### Written instruction
Every line in the listing is to be echoed verbatim.

### Material for this exercise

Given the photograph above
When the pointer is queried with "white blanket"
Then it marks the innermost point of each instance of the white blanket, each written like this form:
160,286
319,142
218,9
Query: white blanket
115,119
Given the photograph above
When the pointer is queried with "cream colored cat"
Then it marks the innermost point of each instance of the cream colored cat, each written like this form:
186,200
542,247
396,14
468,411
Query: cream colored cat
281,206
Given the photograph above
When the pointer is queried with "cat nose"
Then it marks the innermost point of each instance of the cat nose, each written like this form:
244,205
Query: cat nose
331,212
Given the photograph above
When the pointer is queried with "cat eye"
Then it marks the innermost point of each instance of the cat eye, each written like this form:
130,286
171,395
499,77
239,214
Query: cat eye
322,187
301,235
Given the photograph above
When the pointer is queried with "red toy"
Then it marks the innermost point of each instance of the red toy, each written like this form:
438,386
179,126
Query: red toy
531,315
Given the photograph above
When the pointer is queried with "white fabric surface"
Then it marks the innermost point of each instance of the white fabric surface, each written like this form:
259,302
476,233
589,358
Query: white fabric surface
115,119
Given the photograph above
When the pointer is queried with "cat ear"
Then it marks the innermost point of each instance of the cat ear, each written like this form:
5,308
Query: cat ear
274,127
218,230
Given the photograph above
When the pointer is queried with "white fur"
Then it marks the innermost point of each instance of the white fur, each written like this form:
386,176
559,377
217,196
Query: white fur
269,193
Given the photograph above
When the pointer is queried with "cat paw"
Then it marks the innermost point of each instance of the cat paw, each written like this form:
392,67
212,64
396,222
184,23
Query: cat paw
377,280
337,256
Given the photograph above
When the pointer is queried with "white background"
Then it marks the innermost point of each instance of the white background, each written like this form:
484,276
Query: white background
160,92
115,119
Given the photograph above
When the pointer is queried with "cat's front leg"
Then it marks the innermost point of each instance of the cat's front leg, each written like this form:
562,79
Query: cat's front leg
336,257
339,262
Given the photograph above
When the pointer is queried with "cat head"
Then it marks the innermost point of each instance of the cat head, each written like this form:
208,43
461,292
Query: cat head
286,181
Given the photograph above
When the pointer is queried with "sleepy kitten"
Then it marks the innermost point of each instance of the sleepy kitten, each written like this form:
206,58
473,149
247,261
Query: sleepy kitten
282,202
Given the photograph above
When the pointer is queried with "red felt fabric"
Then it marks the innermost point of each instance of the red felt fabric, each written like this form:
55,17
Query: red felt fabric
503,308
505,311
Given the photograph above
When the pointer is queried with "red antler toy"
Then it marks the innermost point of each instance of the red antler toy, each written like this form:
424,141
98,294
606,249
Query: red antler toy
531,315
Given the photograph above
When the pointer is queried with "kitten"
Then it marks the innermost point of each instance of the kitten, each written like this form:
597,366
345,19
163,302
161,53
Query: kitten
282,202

### The output
Given the photograph above
When the pointer is queried with "white blanket"
Then it marks the innermost point of each instance of the white blanket, each written like this form:
160,286
319,142
218,9
Query: white blanket
115,119
Given the photograph above
When the pointer is queried with "cream colored cat"
Then it marks the innermost point of each instance of the cream colored cat, each written like this form:
186,200
542,247
396,14
468,411
Query: cream colored cat
281,206
Given the photograph above
When the pointer is queried with "cat nose"
Then it marks the innermost point of each instance of the cat nose, each written like this form:
244,205
Query: cat nose
331,212
Given the photograph above
When the pointer is queried with "cat eye"
Then it marks the innermost point of each instance of the cat eye, each written like this form:
130,286
171,395
499,77
239,214
Query: cat eye
322,187
301,235
Given the photograph above
When the pointer is queried with "red toy"
Then it marks the innermost point of each instance of the red toy, each written like this form:
438,386
179,126
Query: red toy
531,315
Given the photograph above
When the pointer is queried with "white fabric surface"
Then it marks the innermost point of each instance of the white fabric surface, each written like this form:
259,302
476,233
589,358
Query: white fabric surface
115,119
Given the photograph above
When the pointer is queried with "cat ear"
Then it marks the innermost point of each instance of the cat ear, each written like this form:
5,308
Query: cat ear
274,127
218,230
Given the photograph above
When the pointer is queried with "white fur"
Then it marks the innermost point of each instance of the white fur, each written like this form:
386,176
559,377
217,196
Query: white fur
269,193
Given the photograph above
When the pointer is queried with "cat paw"
Then it marks the innermost point of each instance of the cat paw, each written like this form:
392,67
212,64
396,222
184,23
Query: cat paw
377,280
337,256
Given the photograph above
When the pointer is queried with "white background"
Then it marks the innermost point of each instance of the white background, each written like this form:
484,276
Query: white background
160,92
115,119
Given the photograph above
When the pointer is queried with "cat's front leg"
Then it marks the innermost point of each instance of the cat's front leg, each written like this form:
562,79
Query: cat's front leg
336,257
339,262
Given the photograph above
When the pointer is queried with "cat head"
Then it marks the innermost point of each instance of the cat head, each written like this form:
208,43
461,292
Query: cat head
286,181
Given the photograph above
When the pointer is queried with "sleepy kitten"
Then it marks the innermost point of each instance of the sleepy kitten, each written like this form:
206,58
473,149
247,261
Query: sleepy kitten
282,202
Given the photograph above
When the pointer is queried with "red felt fabric"
Then it marks the innermost point of each instance of the red felt fabric, each written like this form:
55,17
Query: red felt fabric
503,308
505,311
Given the photograph above
When the pointer is queried with "red antler toy"
Then it marks the innermost point of each instance of the red antler toy, each written like this form:
424,141
98,294
606,249
Query: red antler toy
531,315
Given the photograph above
When the pointer is queried with "kitten"
Then it marks the innermost point of each instance of the kitten, each written like this form:
597,366
345,19
163,302
161,53
Query: kitten
282,202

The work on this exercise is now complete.